_Extract to read_
However, as people of Gen Z, we, riding the wave of individualism and deconstructionism, seem reluctant to pause and ponder, who are we, truly? Perhaps it’s the rapid development of the times, the fast-paced population movement, inevitable generation gaps, and cultural ruptures that have occurred. Is it maybe the rampant consumerism, where material pursuits take precedence, and the emphasis on hedonism and self-indulgence advocated by liberal humanism that blinds us from seeing the holistic view of history and time? Or could it also be the pervasive sense of fatigue that has emerged after the explosion of information, leaving us wondering if we still possess our own sense of identity? Perhaps, it’s precisely this sense of loss and confusion that still makes me willing to lend an ear to my mother’s story. Because, slowly, I’ve come to understand that individuals are destined to be sifted out by the era itself; the darlings of today will become a whiff of whisper in a few generations. However, family history and the tangible experiences that have occurred within a certain era continue to be resilient and enduring. Understanding our family, our connection to it, does not mean we must regress into mere appendages of traditional familial structures, but rather, it is to better understand ourselves, to provide a fresh perspective for those unresolved personal predicaments. At the same time, recording memories itself is the sharpest outcry of humanity against the era. To quote a line from COCO:
“A person truly disappears not when they die, but when they are forgotten by everyone.”

_Instructions to follow_
In the passage, what does the writer say still makes them willing to listen to their mother's story?

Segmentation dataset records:
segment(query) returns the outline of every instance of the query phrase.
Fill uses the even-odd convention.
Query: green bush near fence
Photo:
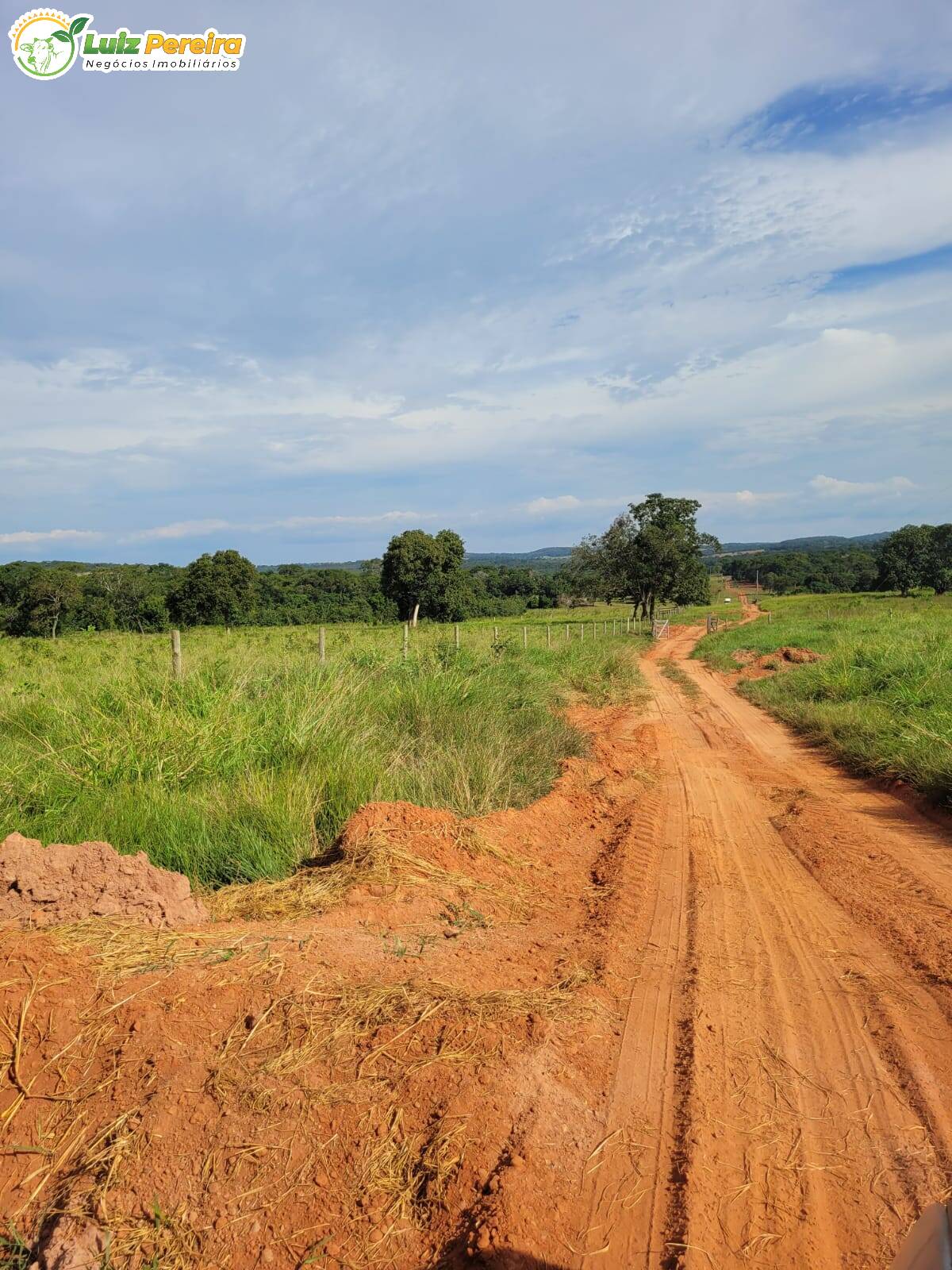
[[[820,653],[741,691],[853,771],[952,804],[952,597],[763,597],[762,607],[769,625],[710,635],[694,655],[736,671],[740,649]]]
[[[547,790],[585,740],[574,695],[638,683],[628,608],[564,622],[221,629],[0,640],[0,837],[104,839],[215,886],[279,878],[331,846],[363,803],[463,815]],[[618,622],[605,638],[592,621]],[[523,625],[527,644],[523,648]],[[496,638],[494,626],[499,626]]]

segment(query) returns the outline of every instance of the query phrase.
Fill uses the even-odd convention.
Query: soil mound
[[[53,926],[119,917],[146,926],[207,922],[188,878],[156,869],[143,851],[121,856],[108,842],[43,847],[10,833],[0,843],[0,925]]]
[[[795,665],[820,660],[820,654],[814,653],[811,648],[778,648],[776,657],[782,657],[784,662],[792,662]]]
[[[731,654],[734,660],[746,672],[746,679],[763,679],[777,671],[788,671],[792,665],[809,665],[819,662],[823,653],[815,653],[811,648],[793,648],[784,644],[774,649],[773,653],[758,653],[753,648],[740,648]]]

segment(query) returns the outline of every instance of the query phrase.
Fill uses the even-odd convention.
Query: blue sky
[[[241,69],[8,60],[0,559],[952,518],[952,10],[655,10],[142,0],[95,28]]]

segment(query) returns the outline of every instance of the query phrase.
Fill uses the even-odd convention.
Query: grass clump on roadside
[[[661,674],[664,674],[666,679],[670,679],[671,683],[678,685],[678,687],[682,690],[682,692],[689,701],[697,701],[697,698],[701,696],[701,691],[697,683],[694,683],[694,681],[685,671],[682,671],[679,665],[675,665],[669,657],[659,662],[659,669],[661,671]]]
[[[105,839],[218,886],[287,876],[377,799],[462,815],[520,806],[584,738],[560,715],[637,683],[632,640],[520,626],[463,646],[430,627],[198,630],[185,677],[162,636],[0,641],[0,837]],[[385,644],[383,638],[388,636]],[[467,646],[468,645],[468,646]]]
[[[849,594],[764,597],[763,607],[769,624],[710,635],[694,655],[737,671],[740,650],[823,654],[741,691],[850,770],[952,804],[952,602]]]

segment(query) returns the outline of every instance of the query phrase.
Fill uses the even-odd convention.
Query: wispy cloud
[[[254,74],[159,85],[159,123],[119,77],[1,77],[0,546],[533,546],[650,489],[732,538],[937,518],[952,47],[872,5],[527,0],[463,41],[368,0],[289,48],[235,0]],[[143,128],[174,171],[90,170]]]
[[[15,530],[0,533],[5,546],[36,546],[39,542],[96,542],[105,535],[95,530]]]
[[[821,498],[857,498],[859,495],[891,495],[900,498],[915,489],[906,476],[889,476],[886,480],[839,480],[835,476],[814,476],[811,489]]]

_Output for this exercise_
The sense of loss and confusion.